= PROBLEMS TO WORK ON =
1. Answer these questions using the Fort Bragg article.
(a) On which field was Taps performed for the remembrance ceremony?
(b) Who served as guest speaker?
(c) How old was Spc. William Clayton on that September morning in 2001?
2. Carry on the Fort Bragg article, beginning right after its final sentence.

= TEXT SEGMENT =
Hundreds of soldiers from the base have been killed in Afghanistan and Iraq; thousands more have been injured. In the past 15 years, there have been service members who have deployed eight, nine, 10 times.

Today, Fort Bragg paused to remember that day when everything changed: Taps was performed on the main post parade field for a remembrance ceremony, and wreaths were laid.

A narrator read the cold, hard facts from that September morning in 2001, using military times for the planes crashing:

0-845.

0-903.

0-937.

And the exactly number of deaths that day: 2,996 men, women and children.

Major General Clayton Hutmacher served as guest speaker, keeping his written remarks brief.

Among the most poignant remarks, though, came from a Fayetteville native, Spc. William Clayton, who was eight years old on the morning when everything changed, and his life course was set.

= Entries from a point annotation set =
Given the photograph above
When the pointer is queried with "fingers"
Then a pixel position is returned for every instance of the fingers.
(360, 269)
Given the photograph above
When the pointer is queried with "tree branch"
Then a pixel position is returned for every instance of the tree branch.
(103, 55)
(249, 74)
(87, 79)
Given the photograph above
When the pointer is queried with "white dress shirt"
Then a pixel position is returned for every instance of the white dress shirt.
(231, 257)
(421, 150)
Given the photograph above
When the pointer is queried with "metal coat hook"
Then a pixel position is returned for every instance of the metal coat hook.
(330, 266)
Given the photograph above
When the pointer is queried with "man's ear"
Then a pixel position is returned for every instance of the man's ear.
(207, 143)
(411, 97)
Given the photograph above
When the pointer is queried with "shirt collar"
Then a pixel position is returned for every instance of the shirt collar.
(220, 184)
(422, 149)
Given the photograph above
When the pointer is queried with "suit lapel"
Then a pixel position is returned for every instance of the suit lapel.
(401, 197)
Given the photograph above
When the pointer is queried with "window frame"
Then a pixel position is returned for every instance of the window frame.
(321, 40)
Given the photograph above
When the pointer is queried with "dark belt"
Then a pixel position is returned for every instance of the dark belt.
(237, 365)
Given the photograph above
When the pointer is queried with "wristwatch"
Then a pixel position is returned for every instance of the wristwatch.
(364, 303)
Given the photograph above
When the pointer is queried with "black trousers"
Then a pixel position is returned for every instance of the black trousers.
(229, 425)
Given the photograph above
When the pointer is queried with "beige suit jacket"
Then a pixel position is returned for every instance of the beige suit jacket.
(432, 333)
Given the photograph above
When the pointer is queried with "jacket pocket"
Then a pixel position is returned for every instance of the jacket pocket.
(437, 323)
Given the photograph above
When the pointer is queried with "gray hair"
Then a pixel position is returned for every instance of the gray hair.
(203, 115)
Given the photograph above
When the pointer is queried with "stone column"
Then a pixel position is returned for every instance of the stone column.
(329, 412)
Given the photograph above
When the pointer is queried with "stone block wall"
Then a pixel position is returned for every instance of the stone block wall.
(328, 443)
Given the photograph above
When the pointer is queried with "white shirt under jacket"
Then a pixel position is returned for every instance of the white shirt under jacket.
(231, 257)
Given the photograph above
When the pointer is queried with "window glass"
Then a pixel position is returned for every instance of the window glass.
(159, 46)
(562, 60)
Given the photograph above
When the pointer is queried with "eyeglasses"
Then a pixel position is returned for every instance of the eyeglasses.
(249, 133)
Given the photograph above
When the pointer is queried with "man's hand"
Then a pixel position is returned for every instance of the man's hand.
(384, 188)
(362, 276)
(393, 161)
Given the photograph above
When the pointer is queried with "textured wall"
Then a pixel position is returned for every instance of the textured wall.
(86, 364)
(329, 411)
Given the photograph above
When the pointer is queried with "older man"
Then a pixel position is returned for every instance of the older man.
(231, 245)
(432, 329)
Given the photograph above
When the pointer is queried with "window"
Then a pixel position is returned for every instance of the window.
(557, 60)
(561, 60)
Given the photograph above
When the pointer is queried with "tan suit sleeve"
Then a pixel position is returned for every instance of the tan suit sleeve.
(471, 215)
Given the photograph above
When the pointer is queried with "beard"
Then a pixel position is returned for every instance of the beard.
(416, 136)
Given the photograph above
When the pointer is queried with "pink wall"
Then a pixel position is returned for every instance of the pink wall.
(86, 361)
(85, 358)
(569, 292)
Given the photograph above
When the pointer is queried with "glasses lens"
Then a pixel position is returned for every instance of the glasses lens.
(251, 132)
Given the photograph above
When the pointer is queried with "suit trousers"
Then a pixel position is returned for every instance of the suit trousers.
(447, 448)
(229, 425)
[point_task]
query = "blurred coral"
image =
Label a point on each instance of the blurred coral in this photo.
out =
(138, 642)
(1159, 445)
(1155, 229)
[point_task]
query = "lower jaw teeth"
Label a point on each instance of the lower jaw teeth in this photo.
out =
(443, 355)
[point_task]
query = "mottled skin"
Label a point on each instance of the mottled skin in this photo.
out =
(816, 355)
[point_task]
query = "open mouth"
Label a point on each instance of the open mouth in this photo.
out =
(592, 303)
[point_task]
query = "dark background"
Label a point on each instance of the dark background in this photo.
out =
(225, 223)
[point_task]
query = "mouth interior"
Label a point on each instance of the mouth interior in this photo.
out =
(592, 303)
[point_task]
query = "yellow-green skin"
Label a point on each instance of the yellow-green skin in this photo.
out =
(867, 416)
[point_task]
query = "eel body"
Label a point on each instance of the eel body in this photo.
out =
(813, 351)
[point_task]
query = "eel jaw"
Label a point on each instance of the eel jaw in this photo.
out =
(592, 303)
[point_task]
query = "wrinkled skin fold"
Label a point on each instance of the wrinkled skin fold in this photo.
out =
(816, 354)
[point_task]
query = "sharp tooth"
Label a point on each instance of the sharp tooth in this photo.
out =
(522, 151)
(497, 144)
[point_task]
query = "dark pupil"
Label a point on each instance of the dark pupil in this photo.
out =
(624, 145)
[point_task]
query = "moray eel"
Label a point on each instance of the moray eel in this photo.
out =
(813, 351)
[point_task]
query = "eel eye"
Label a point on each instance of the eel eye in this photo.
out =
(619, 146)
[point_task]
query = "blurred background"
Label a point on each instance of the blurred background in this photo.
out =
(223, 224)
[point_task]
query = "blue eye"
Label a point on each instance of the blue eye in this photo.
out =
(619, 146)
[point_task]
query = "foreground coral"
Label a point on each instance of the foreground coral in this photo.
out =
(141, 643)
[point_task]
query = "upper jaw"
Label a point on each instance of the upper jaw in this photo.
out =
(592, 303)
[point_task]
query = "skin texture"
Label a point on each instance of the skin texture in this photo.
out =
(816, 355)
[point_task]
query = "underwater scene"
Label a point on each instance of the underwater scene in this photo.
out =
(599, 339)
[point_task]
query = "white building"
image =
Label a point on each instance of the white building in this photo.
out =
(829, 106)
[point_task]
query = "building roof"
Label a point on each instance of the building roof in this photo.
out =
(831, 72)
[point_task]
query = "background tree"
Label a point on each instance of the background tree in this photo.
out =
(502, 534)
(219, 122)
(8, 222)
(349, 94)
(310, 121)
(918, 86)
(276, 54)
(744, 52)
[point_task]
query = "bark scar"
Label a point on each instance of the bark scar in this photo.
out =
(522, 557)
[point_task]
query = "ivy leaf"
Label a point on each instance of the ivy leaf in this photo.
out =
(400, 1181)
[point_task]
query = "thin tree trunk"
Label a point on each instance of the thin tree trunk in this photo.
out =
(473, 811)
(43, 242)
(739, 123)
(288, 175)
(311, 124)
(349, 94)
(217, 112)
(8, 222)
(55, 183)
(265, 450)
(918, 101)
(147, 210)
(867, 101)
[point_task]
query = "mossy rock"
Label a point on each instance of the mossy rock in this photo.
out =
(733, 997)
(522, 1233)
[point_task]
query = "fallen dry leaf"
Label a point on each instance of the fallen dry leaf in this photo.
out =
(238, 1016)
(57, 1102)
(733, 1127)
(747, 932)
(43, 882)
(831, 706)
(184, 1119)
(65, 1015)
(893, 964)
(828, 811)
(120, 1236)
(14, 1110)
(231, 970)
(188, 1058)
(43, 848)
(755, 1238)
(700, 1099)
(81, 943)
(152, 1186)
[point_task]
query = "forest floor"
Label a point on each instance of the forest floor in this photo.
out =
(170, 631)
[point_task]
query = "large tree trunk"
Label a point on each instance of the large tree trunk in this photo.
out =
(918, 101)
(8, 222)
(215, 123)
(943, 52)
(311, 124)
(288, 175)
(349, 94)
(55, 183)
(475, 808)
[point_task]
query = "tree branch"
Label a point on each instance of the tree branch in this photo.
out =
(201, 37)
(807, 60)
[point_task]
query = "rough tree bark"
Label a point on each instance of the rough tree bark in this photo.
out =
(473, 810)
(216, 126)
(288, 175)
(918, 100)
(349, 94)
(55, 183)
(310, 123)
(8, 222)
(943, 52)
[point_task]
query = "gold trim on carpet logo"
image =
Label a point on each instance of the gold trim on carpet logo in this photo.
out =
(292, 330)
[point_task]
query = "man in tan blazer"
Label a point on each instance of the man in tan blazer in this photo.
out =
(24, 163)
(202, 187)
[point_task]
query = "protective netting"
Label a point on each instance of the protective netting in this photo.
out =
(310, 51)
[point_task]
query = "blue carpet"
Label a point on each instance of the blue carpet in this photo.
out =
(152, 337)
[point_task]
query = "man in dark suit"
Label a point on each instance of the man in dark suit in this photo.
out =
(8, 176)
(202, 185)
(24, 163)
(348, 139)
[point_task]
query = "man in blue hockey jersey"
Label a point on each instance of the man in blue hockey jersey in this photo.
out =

= TASK RESULTS =
1.
(a) The main post parade field.
(b) Major General Clayton Hutmacher.
(c) Eight years old.

2.
"Family tradition, for one, but after 9/11 happened I was pretty much determined to join the military and do my portion," Clayton said. "Growing up, we all learned that if you really love something and want to protect something, you fight for what you're trying to protect."

The ceremony then included the firing of a gun volley.

At Fort Bragg, thousands of soldiers have come into the ranks in the last decade and a half, knowing full well they'd be going to the battlefield.

Sept. 11 drove them to a sense of duty, and thousands of those troops are still in Afghanistan.

There are new menaces, too—the so-called Islamic State, for one.

Fort Bragg knows well that the sacrifices from 9/11 are still being made.